**WHAT IS REQUIRED:** Pull out every line in the records below that contains the word "building". Matching is case-sensitive.

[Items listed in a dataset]
----------------

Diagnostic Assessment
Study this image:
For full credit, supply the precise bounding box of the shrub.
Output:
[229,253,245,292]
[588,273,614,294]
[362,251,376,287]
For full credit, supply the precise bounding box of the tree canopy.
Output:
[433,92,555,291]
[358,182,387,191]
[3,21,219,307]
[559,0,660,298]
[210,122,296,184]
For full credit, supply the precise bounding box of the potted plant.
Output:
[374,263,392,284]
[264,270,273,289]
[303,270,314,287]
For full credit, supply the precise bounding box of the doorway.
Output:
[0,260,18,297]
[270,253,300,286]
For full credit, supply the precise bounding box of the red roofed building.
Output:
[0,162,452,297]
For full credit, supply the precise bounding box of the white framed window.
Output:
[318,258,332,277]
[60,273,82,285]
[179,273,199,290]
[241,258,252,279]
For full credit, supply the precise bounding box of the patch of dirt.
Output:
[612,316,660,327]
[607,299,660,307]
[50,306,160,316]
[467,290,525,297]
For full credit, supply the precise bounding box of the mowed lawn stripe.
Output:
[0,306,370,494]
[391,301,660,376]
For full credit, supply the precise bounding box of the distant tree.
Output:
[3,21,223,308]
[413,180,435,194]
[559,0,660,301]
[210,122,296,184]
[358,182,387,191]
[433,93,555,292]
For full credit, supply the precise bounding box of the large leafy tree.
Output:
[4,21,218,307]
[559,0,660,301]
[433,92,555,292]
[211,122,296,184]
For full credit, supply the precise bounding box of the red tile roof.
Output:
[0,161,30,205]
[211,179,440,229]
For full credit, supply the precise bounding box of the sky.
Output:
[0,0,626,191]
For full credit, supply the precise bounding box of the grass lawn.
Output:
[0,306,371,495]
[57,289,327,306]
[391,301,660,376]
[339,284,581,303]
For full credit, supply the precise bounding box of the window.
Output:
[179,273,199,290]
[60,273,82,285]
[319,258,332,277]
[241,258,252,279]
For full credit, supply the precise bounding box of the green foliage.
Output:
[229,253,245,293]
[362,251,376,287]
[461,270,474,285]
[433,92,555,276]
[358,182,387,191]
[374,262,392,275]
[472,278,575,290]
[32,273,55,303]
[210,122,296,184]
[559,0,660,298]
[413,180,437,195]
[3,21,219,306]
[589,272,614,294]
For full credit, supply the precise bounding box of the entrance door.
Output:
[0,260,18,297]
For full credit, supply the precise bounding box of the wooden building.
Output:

----------------

**SOLVED PROBLEM:**
For full credit, supply the precise bounding box of the red roofed building.
For full credit, supply the precise bounding box of the wooden building.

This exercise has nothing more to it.